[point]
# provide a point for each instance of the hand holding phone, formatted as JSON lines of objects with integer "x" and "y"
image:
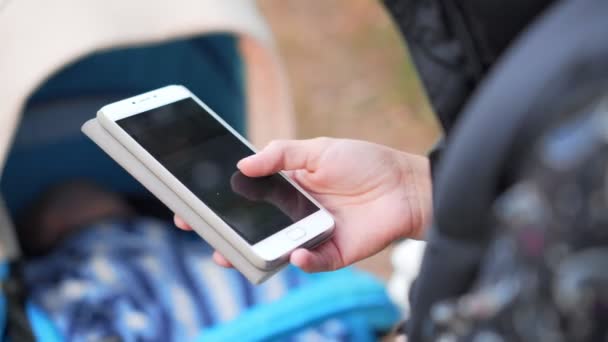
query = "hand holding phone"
{"x": 376, "y": 195}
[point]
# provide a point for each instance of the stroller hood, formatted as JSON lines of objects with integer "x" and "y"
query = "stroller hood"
{"x": 39, "y": 38}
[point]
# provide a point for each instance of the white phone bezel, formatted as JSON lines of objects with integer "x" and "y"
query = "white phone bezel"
{"x": 265, "y": 254}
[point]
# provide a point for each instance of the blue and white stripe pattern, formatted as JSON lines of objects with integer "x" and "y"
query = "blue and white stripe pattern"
{"x": 144, "y": 280}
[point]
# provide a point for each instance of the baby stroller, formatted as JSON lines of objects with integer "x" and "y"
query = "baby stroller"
{"x": 63, "y": 61}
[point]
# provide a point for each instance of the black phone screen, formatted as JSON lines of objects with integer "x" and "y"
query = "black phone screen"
{"x": 201, "y": 153}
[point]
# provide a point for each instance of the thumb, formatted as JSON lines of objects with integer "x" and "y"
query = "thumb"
{"x": 284, "y": 155}
{"x": 326, "y": 257}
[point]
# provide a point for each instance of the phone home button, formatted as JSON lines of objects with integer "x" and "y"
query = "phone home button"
{"x": 296, "y": 233}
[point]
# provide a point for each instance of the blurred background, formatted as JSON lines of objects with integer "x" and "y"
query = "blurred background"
{"x": 351, "y": 77}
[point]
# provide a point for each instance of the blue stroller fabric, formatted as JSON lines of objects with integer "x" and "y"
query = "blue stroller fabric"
{"x": 145, "y": 280}
{"x": 344, "y": 305}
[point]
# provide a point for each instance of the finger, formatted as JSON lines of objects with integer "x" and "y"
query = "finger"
{"x": 322, "y": 259}
{"x": 284, "y": 155}
{"x": 181, "y": 224}
{"x": 250, "y": 188}
{"x": 221, "y": 260}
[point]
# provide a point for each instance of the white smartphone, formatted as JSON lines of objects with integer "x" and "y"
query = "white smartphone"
{"x": 194, "y": 152}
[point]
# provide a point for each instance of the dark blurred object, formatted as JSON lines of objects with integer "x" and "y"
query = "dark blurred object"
{"x": 518, "y": 248}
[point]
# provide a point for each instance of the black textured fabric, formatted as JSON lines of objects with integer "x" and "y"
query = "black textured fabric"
{"x": 454, "y": 43}
{"x": 562, "y": 52}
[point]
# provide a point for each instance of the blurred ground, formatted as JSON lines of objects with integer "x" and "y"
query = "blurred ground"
{"x": 351, "y": 78}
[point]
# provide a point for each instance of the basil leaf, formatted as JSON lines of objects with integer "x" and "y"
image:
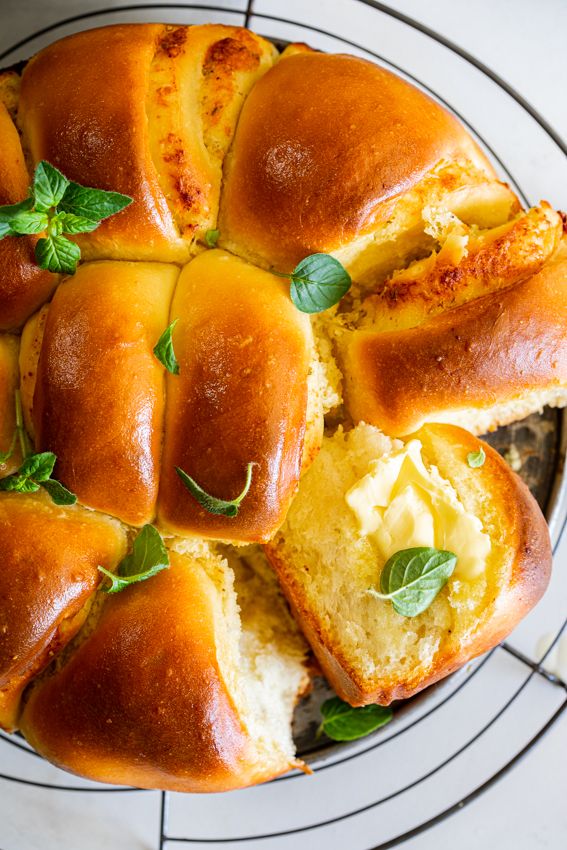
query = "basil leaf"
{"x": 318, "y": 282}
{"x": 4, "y": 456}
{"x": 412, "y": 578}
{"x": 211, "y": 503}
{"x": 342, "y": 722}
{"x": 29, "y": 222}
{"x": 57, "y": 254}
{"x": 148, "y": 557}
{"x": 164, "y": 352}
{"x": 92, "y": 204}
{"x": 476, "y": 459}
{"x": 19, "y": 484}
{"x": 49, "y": 186}
{"x": 39, "y": 466}
{"x": 211, "y": 238}
{"x": 11, "y": 211}
{"x": 59, "y": 494}
{"x": 71, "y": 223}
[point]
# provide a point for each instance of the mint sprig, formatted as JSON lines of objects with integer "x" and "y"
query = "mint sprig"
{"x": 211, "y": 503}
{"x": 148, "y": 557}
{"x": 57, "y": 206}
{"x": 35, "y": 472}
{"x": 412, "y": 578}
{"x": 342, "y": 722}
{"x": 164, "y": 352}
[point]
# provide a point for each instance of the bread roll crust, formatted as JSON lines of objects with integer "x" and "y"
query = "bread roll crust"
{"x": 525, "y": 548}
{"x": 49, "y": 572}
{"x": 23, "y": 286}
{"x": 497, "y": 348}
{"x": 99, "y": 395}
{"x": 244, "y": 354}
{"x": 324, "y": 145}
{"x": 143, "y": 700}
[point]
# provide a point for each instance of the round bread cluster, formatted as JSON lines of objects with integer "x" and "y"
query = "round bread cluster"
{"x": 242, "y": 161}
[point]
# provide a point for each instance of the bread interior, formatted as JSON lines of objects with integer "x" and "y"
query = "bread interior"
{"x": 321, "y": 554}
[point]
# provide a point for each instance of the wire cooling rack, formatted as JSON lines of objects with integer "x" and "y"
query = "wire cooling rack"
{"x": 516, "y": 674}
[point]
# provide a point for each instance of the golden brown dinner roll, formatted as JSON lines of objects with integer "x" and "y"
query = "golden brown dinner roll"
{"x": 99, "y": 394}
{"x": 244, "y": 355}
{"x": 325, "y": 148}
{"x": 485, "y": 363}
{"x": 367, "y": 497}
{"x": 23, "y": 286}
{"x": 9, "y": 379}
{"x": 49, "y": 573}
{"x": 147, "y": 110}
{"x": 158, "y": 693}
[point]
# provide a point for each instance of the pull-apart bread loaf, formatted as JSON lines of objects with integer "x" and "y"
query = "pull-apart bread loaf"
{"x": 457, "y": 313}
{"x": 368, "y": 496}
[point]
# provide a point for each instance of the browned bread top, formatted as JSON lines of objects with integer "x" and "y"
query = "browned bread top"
{"x": 323, "y": 147}
{"x": 49, "y": 572}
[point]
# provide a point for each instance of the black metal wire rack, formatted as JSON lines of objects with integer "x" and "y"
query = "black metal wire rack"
{"x": 533, "y": 669}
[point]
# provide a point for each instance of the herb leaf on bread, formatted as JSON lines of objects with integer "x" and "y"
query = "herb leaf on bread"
{"x": 318, "y": 282}
{"x": 412, "y": 578}
{"x": 148, "y": 557}
{"x": 342, "y": 722}
{"x": 57, "y": 206}
{"x": 164, "y": 352}
{"x": 211, "y": 503}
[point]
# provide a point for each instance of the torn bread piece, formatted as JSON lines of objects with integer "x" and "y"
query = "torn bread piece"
{"x": 186, "y": 682}
{"x": 367, "y": 497}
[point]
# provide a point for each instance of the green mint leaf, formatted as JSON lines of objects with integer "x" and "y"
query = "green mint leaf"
{"x": 57, "y": 254}
{"x": 148, "y": 557}
{"x": 412, "y": 578}
{"x": 29, "y": 222}
{"x": 211, "y": 503}
{"x": 4, "y": 456}
{"x": 318, "y": 282}
{"x": 18, "y": 484}
{"x": 39, "y": 466}
{"x": 49, "y": 186}
{"x": 342, "y": 722}
{"x": 9, "y": 212}
{"x": 164, "y": 352}
{"x": 71, "y": 223}
{"x": 211, "y": 238}
{"x": 476, "y": 459}
{"x": 59, "y": 494}
{"x": 92, "y": 204}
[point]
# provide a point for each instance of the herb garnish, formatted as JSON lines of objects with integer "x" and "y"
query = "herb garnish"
{"x": 56, "y": 206}
{"x": 317, "y": 283}
{"x": 35, "y": 472}
{"x": 476, "y": 459}
{"x": 412, "y": 578}
{"x": 148, "y": 557}
{"x": 164, "y": 352}
{"x": 211, "y": 503}
{"x": 342, "y": 722}
{"x": 211, "y": 238}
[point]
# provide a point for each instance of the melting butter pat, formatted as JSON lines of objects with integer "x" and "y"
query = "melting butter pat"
{"x": 400, "y": 504}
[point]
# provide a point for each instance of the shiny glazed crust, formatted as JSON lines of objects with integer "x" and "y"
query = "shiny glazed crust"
{"x": 23, "y": 286}
{"x": 151, "y": 118}
{"x": 323, "y": 147}
{"x": 123, "y": 710}
{"x": 524, "y": 542}
{"x": 244, "y": 353}
{"x": 99, "y": 395}
{"x": 491, "y": 350}
{"x": 49, "y": 573}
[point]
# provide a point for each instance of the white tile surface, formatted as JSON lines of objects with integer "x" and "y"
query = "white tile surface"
{"x": 524, "y": 42}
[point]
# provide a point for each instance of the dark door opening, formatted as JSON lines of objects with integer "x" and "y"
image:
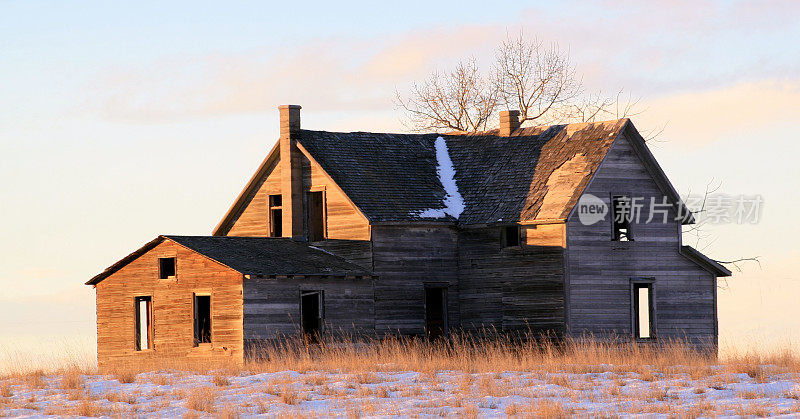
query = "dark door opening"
{"x": 311, "y": 304}
{"x": 316, "y": 216}
{"x": 435, "y": 312}
{"x": 202, "y": 319}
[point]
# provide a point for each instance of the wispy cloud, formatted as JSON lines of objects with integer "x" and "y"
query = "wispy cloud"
{"x": 703, "y": 117}
{"x": 653, "y": 50}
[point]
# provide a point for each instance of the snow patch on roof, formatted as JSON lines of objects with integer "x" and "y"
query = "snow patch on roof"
{"x": 453, "y": 201}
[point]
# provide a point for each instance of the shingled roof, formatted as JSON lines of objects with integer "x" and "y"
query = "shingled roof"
{"x": 262, "y": 256}
{"x": 536, "y": 173}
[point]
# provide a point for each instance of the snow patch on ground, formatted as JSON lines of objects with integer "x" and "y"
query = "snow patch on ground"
{"x": 406, "y": 393}
{"x": 453, "y": 201}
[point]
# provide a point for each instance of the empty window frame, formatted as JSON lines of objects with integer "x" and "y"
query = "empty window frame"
{"x": 275, "y": 216}
{"x": 435, "y": 311}
{"x": 143, "y": 309}
{"x": 166, "y": 268}
{"x": 312, "y": 314}
{"x": 643, "y": 312}
{"x": 621, "y": 216}
{"x": 509, "y": 236}
{"x": 316, "y": 216}
{"x": 202, "y": 319}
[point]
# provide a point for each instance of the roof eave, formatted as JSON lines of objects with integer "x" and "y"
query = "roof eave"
{"x": 704, "y": 261}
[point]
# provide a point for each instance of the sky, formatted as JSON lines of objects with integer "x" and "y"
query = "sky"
{"x": 120, "y": 121}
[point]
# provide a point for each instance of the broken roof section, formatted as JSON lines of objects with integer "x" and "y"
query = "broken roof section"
{"x": 260, "y": 256}
{"x": 537, "y": 173}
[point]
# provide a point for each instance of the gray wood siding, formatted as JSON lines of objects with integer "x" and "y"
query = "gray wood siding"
{"x": 406, "y": 258}
{"x": 600, "y": 270}
{"x": 509, "y": 289}
{"x": 272, "y": 306}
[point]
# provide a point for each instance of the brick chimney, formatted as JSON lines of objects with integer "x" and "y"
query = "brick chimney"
{"x": 291, "y": 173}
{"x": 509, "y": 122}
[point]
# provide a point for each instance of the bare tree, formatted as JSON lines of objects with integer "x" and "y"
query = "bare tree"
{"x": 535, "y": 78}
{"x": 701, "y": 236}
{"x": 462, "y": 100}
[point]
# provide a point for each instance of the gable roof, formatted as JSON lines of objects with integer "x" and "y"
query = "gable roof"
{"x": 262, "y": 256}
{"x": 536, "y": 174}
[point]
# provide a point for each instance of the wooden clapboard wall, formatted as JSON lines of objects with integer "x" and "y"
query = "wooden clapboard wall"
{"x": 600, "y": 270}
{"x": 272, "y": 306}
{"x": 343, "y": 220}
{"x": 253, "y": 219}
{"x": 406, "y": 258}
{"x": 513, "y": 289}
{"x": 172, "y": 309}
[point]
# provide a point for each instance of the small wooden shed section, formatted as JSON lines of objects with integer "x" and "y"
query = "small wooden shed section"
{"x": 205, "y": 298}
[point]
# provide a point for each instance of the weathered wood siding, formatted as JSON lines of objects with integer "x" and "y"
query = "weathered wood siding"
{"x": 600, "y": 270}
{"x": 406, "y": 258}
{"x": 514, "y": 289}
{"x": 343, "y": 220}
{"x": 272, "y": 306}
{"x": 254, "y": 217}
{"x": 172, "y": 309}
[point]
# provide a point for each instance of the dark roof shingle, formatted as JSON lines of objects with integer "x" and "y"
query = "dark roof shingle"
{"x": 254, "y": 256}
{"x": 536, "y": 173}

◇ ◇ ◇

• REQUIREMENTS:
Show every line in the items above that contains the word "green".

• EXERCISE SOLUTION:
# provide a point for each instance of the green mint leaf, formatted as JSON lines of objects with integer "x" and "y"
query = "green mint leaf"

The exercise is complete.